WORK TO COMPLETE
Rewrite the rows that follow, changing "place a marker on one point per instance of" to "mark one point for each instance of" everywhere and keeping everything else unchanged.
↓
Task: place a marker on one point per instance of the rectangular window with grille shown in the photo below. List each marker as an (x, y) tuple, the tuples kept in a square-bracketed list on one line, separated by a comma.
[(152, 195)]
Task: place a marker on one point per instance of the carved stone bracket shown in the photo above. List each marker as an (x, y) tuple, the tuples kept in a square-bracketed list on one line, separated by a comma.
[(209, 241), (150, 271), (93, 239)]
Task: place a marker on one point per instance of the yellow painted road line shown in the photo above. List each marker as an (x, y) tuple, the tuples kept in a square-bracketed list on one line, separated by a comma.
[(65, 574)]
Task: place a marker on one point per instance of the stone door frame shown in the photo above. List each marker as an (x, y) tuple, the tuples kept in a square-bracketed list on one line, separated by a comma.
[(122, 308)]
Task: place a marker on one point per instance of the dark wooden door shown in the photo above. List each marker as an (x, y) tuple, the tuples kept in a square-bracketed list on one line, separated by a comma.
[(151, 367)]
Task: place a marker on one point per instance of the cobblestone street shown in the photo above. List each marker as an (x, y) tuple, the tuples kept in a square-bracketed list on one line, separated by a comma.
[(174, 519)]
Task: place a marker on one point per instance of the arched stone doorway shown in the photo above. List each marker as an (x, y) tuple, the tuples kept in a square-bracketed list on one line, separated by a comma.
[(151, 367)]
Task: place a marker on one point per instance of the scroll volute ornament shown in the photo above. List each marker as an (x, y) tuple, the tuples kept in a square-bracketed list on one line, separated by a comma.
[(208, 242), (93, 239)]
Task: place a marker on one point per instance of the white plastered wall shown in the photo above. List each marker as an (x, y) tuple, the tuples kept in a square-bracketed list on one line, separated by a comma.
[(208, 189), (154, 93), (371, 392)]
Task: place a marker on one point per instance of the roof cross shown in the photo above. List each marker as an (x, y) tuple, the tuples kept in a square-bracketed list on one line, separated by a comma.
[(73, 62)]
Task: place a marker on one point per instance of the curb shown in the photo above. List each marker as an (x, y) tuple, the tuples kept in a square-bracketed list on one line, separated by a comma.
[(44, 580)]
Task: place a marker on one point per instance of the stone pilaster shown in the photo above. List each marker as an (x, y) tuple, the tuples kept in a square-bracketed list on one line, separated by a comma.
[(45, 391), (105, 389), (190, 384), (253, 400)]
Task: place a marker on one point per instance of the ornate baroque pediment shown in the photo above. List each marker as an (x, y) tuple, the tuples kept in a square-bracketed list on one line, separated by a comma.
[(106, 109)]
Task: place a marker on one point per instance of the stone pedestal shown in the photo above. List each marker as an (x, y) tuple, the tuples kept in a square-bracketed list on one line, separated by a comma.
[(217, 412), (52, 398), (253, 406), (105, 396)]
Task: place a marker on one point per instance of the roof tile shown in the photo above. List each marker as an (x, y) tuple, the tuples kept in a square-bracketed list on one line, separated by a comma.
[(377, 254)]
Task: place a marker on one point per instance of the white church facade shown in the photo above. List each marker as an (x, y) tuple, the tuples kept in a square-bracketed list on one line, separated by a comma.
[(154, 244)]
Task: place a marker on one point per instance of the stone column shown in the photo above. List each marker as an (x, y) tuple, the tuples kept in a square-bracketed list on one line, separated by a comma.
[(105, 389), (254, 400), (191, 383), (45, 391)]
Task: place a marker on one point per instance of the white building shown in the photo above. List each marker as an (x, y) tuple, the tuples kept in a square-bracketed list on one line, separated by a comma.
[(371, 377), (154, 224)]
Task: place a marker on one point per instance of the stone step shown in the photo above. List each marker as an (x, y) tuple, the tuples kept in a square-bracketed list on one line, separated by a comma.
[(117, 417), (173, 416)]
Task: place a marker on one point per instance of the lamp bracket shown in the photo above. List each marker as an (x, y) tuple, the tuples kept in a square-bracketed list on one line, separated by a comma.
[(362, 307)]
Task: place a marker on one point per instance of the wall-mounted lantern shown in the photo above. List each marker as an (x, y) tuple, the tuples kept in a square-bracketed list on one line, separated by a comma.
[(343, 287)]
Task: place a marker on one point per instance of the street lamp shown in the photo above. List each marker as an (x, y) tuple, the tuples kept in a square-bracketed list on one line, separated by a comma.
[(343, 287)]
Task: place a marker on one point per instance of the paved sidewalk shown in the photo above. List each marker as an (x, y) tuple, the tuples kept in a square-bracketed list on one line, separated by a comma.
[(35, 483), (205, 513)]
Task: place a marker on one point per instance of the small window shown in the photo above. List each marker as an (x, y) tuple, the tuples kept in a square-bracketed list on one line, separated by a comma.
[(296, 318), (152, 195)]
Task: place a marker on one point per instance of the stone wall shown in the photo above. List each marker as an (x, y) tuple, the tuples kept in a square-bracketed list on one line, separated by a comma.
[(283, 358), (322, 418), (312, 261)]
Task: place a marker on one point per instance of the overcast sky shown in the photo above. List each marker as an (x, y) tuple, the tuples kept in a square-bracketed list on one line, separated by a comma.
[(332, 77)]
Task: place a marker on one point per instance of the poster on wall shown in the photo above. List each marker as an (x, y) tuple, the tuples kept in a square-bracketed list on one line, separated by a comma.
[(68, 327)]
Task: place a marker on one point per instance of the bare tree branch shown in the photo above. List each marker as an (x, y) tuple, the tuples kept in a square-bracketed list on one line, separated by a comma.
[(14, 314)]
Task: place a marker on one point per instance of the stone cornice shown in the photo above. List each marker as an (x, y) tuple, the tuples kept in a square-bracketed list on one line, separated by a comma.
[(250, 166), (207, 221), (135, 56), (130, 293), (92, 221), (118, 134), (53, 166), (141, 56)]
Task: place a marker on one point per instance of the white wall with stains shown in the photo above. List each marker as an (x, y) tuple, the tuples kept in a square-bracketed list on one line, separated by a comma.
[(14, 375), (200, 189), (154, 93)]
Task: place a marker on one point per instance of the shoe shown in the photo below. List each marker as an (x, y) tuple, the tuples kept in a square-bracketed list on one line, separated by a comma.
↑
RESULT FOR THIS EXERCISE
Task: mark one point for each instance of the rectangular window with grille shown in the photo below. List each marker as an (x, y) tuple, the tuples kept in a square-bracketed list on one line, separated by a comma.
[(152, 195)]
Task: mark one point for each instance of the carved stone bracket shown in the photo above. List each marker as an (x, y) tuple, the tuples kept in a square-bracketed list on one line, separated by a comma.
[(209, 241), (150, 271), (93, 239)]
Task: mark one point for each instance of the yellow painted road line shown in the photo above. List each marker as an (x, y) tuple, the tuples kept in a square-bracketed list on one line, separated by a comma.
[(65, 574)]
Task: mark one point for each instance of the stone door frame shown in the photo above. List each marker as an (x, y) tuple, the tuples kept in a square-bracketed list on one line, separated by a comma.
[(122, 308)]
Task: mark one point for each instance of the dark wooden door shown in the photo above. List each marker as an (x, y) tuple, the tuples kept in a square-bracketed list on one line, separated by a comma.
[(151, 367)]
Task: mark one point for each instance of the cobblestone street shown in the photo above. List each marker as an (x, y) tuple, the tuples kept in a square-bracketed list on one line, separated by a comma.
[(174, 519)]
Task: mark one point for each instance of the arched stone doorway shown in the photo above. List each marker as an (x, y) tuple, the tuples kept in a square-bracketed list on one line, separated by a comma.
[(151, 367)]
Task: mark one point for each instance of the scroll volute ornament shown in the photo above. List each marker as an (x, y) tuple, the tuples kept in a square-bracketed list on one line, separated by a comma.
[(208, 242), (93, 239)]
Task: mark one point for each instance of the white plastered wall shown in the photo above. List each marker as an (x, y) tuple, the tuples kept in a square-bracketed list on one line, separated by a comma.
[(208, 189), (154, 93), (371, 392)]
Task: mark one point for each instance of the roof cross shown in the photo above. List each marker as an (x, y) tuple, the tuples kept in a square-bracketed list on one line, separated by a comma.
[(73, 62)]
Task: mark one point for each instance of the curb shown in the photo above. List each marker as an (x, y) tuple, the tuples kept in a square-bracketed list on one line, separated by a comma.
[(44, 580)]
Task: mark one point for each instance of the stone pilaster shown in the photo above. List each marker as an (x, y) tuple, the tuples kept in a square-bracketed list on one line, separated by a comma.
[(45, 391), (105, 389), (190, 384), (253, 400)]
Task: mark one point for each instance of the ornate baroque pediment shown in the photo above. List each marker as an (x, y) tuple, the tuples kept in a square-bracketed list on one line, separated by a comma.
[(106, 109)]
Task: mark one point for each instance of the stone pedestal shown in the photo above. List each marker as an (x, y) tuple, the tuples kept in a square-bracketed list on one line, separated by a comma.
[(217, 412), (52, 398), (253, 406), (105, 396)]
Task: mark one point for each instance of the roof tile shown in the photo above. List each marker as an (x, y) tuple, the tuples kept in a square-bracketed list on one line, separated by a comma.
[(377, 254)]
Task: mark one point for each instance of the white church facade shown in the photo above. List each marker as an (x, y) tuple, the tuples kept in a square-bracketed list on one line, separated by a comma.
[(154, 244)]
Task: mark one point for each instance of the stone column shown in the photo above. List each marker as an (x, y) tuple, the tuples kept in a square-bracketed list on one line, separated by a comma.
[(105, 389), (254, 400), (191, 383), (45, 391)]
Task: mark one point for each instance of the white building shown in the photo above. List each marker as an (x, y) tuple, the tuples kept in a square-bracketed list on one line, separated by a comma.
[(371, 377), (154, 224)]
Task: mark one point for each instance of the stone step shown in the photo above. List each marker as an (x, y) tuple, the tuples kept in a square-bracketed list on one line, separated by a comma.
[(117, 417), (173, 416)]
Task: mark one point for each instance of the lamp bracket shown in the photo above. List each marker as an (x, y) tuple, the tuples kept in a square-bracketed list on one line, separated by a comma.
[(362, 307)]
Task: mark one point for each instance of the wall-mounted lantern shown in the photo above. List each marker as an (x, y) tuple, the tuples kept in a square-bracketed list on one line, separated by a comma.
[(343, 287)]
Task: mark one point for each instance of the street lamp shown in the photo above. List each marker as an (x, y) tuple, the tuples kept in a square-bracketed list on one line, separated by a comma.
[(343, 287)]
Task: mark one point for each instance of the paved sidewalk shown in the photo above. List each marker as an (x, y) tuple, the tuples kept in a square-bracketed list on one line, separated by a comma.
[(35, 483), (205, 513)]
Task: mark one point for each instance of the small window shown in the photo above. List each marker as an (x, y) tuple, the tuples kept in a square-bracketed list on one line, separated by a comma.
[(296, 318), (152, 195)]
Task: mark one point for each instance of the stone wall shown in the photo above. List each marker as an (x, y) tuple, the tuples kept in a square-bracketed list on one line, separated by a comma.
[(283, 358), (322, 418), (312, 261)]
Task: mark one point for each instance of the overcast sky shown in the photo above. List each marker as an (x, y) tuple, the tuples kept in a square-bracketed list on one line, separated by a comma.
[(332, 77)]
Task: mark one point for each instance of the poster on wall shown in the photo above. List each marker as an (x, y) tuple, the tuples kept in a square-bracketed list on one line, separated by a comma.
[(68, 327)]
Task: mark one point for each instance of the bare tree branch shown in the photo above. List each marker as an (x, y) tuple, the tuples kept in a square-bracketed list on one line, separated by a comma.
[(14, 314)]
Task: mark one point for each instance of the stone cornice shown in the photo above. List each marker as an (x, y) tuple, the tuples kept in a square-bracketed list on one line, separated by a comma.
[(250, 166), (207, 221), (135, 56), (130, 293), (92, 221), (118, 134), (53, 166), (141, 56)]
Task: mark one point for each instance of the white wall with stains shown in the photo above. List each marker as an (x, y) tuple, the tuples kept in a square-bracketed list on one line, separated by a comma.
[(14, 375), (200, 189), (154, 93)]
Task: mark one point for each instance of the shoe shown in the photo below. List each marker as an (x, y) tuple, the tuples kept in a square-bracketed list on one line, separated by a comma.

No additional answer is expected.